*Records shown*.
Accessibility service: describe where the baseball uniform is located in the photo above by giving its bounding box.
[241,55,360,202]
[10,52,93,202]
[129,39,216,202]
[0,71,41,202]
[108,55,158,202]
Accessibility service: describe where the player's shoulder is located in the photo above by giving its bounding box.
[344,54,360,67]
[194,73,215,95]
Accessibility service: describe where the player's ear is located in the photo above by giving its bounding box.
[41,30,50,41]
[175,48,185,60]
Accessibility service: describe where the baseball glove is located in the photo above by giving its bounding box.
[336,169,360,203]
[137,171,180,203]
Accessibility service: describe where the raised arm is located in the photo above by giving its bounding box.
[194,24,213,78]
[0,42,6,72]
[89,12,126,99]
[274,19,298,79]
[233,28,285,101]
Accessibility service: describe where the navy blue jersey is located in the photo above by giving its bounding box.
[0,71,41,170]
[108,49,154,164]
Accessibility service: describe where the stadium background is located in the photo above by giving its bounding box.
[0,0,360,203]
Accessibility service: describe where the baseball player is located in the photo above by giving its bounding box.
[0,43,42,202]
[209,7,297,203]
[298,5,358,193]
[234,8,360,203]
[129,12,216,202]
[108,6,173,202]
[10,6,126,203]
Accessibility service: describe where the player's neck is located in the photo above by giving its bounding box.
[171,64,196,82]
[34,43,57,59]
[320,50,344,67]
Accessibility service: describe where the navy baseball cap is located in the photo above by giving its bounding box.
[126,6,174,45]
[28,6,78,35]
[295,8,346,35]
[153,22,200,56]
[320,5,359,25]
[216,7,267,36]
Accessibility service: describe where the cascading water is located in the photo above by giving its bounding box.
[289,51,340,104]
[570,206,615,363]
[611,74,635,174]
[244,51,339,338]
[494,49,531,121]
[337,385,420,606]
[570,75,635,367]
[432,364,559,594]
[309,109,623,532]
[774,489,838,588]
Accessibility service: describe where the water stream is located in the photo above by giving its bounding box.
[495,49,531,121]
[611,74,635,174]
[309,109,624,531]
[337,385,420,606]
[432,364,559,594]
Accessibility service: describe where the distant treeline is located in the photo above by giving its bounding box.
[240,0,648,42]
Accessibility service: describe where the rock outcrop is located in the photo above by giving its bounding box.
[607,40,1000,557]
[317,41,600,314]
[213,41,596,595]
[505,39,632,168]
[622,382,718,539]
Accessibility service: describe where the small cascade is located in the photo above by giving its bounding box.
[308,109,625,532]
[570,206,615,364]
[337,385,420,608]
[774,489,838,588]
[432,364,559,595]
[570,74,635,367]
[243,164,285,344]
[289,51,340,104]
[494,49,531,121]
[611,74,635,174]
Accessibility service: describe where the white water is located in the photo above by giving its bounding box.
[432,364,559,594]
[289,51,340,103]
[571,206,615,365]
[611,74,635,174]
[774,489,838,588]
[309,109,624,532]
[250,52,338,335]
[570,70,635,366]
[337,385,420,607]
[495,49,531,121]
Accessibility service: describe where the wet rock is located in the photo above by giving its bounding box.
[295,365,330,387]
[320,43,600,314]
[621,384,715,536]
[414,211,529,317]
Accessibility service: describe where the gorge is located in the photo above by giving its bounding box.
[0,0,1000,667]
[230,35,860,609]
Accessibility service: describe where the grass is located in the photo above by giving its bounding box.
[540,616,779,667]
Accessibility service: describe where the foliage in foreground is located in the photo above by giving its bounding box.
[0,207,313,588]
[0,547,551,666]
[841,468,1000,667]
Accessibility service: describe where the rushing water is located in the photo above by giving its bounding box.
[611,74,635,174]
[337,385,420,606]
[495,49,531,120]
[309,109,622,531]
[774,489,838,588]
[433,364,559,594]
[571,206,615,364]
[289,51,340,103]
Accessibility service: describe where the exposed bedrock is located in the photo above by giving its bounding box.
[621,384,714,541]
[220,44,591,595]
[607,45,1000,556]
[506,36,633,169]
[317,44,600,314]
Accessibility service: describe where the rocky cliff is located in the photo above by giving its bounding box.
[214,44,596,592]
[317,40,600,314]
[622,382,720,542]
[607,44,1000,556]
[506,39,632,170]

*What this task involves*.
Convert the lines above into a two-column CSV with the header text,answer. Give one row for each line that asks for a location, with that line's wording in the text column and all the boxes listed under it in the answer column. Quote each field and replace line breaks with spaces.

*The result*.
text,answer
"Accessibility service: describe where the baseball uniform is located in the photo above by giving its bounding box.","[241,55,360,202] [10,52,93,202] [129,39,216,202] [0,71,41,202] [108,55,158,202]"
"Accessibility service: describe where the player's shoulder is located in the photo above by giving its bounding box.","[344,54,360,67] [194,73,215,95]"
"Accessibility service: describe where the player's ear is located in the photo above by giving its bounding box.","[41,30,50,41] [175,48,185,60]"
"Accessibility service: describe where the baseball glove is located in the photo above by giving its bounding box.","[336,169,360,203] [137,171,180,203]"
"Accessibility service: describe where the raised arm is located in the photo above by giving its bounding box.","[194,24,213,78] [0,42,6,72] [89,12,126,99] [274,19,298,79] [233,28,285,101]"
"Accessibility service: describe where the navy blue jersey is located in the photo above by giving its bounding box.","[0,71,41,170] [108,49,154,164]"
"Accessibility service: describe where the stadium background is located in the photo above by giving its bounding box.","[0,0,360,203]"
"Accessibility service: describe where the baseball player is located in the photo above by giving its bounding box.","[0,43,42,202] [209,7,297,203] [298,5,358,193] [234,8,360,203] [129,12,216,202] [108,6,173,202] [10,6,126,203]"
"Accessibility service: describe where the player's neck is located in the photo above by giving its bounding box.","[171,64,196,82] [34,43,57,59] [320,50,344,67]"
"Accessibility service: describe where the navy baseball cap is located in the photo above by giving its bounding box.","[126,6,174,45] [28,6,78,35] [295,8,346,35] [153,22,200,56] [320,5,359,25] [216,7,267,36]"
"Accessibility service: describe where the cascading water is located in the photo above by giving its bounding box.","[289,51,340,104] [570,206,615,363] [611,74,635,174] [244,51,339,338] [494,49,531,121] [337,385,420,606] [570,75,635,367] [432,364,559,594] [309,109,623,532] [774,489,838,588]"
"Accessibility service: describe where the water stream is located in the photo above by giving its bounding box.","[495,49,531,121] [611,74,635,174] [309,109,624,531] [337,385,420,606] [432,364,559,594]"
"Accessibility service: describe where the distant treeline is located in the photo above by giving its bounding box.","[240,0,648,42]"
"Accessibility service: describe where the rock outcrop is located in the photo above by giving its bounding box.","[607,40,1000,557] [317,41,600,314] [213,41,596,595] [505,39,632,168] [622,382,718,539]"
"Accessibility service: describe where the small cascade is located in the photo above by giving its bounding box.","[308,109,625,532] [570,206,615,364] [337,385,420,608] [774,489,838,588] [432,364,559,595] [570,74,635,367] [243,164,285,344] [289,51,340,104] [494,49,531,121] [611,74,635,174]"
"Accessibility service: describe where the white water is located in the photo above by giving its bounding box.","[432,364,559,594] [289,51,340,103] [571,206,615,365] [611,74,635,174] [774,489,838,588] [309,109,624,532] [250,52,338,335] [570,70,635,366] [337,385,420,607] [495,49,531,121]"
"Accessibility service: describe where the wet rock is located in the photo above by giving its bounding box.","[295,365,330,387] [320,43,600,314] [621,384,715,536] [414,211,529,317]"
"Accessibility service: describe where the gorge is located in the photo above by giving its bounding box.","[0,0,1000,667] [230,35,860,609]"
"Accessibility service: describe where the grass is located in the photo above by giving its bounding box.","[540,616,779,667]"
"Accessibility service: describe where the foliage in foreground is located in the photo above by giving its bounding box.","[0,207,313,588] [0,547,551,666] [841,468,1000,667]"
"Accessibility service: describe where the rushing water is located in the photo above by giving its bounding box.","[611,74,635,174] [337,385,420,606] [495,49,531,120] [309,109,622,531] [774,489,838,588] [433,364,559,594] [571,206,615,364] [289,51,340,103]"
"Accessibility service: describe where the exposed bedrock is located in the photo above by giving its bounding box.","[621,384,714,541] [220,44,591,595] [607,45,1000,556] [506,36,633,169] [317,44,600,314]"
"Accessibility service: describe where the rocky cliff is located in the photo above by giving its bounding box.","[214,44,596,592] [317,40,600,314] [622,382,720,542] [607,44,1000,556] [506,39,632,170]"